= Beginning of Section =

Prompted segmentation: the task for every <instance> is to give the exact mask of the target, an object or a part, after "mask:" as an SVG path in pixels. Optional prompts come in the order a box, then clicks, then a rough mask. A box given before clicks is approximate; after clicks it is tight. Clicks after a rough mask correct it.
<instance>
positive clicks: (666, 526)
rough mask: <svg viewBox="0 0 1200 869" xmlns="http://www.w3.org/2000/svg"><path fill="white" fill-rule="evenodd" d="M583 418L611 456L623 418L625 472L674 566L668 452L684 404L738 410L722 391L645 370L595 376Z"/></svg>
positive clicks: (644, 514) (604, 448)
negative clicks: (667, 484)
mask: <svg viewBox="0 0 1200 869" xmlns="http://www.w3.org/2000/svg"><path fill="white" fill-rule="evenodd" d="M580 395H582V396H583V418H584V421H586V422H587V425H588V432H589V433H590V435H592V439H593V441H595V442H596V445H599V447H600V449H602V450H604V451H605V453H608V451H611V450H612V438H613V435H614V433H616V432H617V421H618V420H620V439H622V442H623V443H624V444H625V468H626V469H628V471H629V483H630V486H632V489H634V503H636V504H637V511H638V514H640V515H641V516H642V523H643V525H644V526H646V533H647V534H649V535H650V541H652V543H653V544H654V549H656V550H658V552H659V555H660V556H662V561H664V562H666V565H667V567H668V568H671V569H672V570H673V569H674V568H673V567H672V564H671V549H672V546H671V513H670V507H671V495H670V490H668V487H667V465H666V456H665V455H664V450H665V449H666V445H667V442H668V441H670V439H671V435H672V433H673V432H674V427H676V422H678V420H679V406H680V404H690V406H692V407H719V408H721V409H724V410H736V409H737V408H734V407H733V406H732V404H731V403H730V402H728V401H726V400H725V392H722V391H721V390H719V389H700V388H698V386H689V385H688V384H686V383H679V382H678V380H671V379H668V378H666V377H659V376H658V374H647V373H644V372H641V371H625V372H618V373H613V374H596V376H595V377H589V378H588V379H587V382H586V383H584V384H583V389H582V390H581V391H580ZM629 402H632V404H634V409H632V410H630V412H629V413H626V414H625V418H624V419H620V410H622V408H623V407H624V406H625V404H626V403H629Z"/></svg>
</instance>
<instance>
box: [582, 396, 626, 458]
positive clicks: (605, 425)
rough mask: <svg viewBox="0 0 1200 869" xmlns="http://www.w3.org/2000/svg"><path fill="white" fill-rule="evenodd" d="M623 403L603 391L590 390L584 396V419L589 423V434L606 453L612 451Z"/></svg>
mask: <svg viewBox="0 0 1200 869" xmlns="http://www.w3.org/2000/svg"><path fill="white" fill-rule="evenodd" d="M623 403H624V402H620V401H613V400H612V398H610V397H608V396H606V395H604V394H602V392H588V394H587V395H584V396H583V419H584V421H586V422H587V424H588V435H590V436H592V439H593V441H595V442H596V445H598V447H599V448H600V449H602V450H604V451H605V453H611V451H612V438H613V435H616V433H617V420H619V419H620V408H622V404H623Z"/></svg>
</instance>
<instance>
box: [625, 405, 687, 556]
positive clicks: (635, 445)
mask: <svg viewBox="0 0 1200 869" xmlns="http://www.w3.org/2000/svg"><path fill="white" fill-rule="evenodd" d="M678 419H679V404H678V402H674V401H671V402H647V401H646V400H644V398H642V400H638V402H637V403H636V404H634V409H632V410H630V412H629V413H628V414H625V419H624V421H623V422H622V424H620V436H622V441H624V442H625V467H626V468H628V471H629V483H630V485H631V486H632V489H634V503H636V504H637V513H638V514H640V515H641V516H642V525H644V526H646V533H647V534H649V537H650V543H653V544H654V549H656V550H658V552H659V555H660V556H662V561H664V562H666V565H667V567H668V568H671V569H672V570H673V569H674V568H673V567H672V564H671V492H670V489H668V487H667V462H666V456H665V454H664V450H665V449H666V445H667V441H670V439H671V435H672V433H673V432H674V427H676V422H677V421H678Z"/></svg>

= End of Section =

• _Exercise brief_: Show every line of the records that contains the word "positive".

• _Exercise solution_:
positive clicks: (666, 526)
positive clicks: (644, 514) (604, 448)
positive clicks: (605, 425)
positive clicks: (635, 445)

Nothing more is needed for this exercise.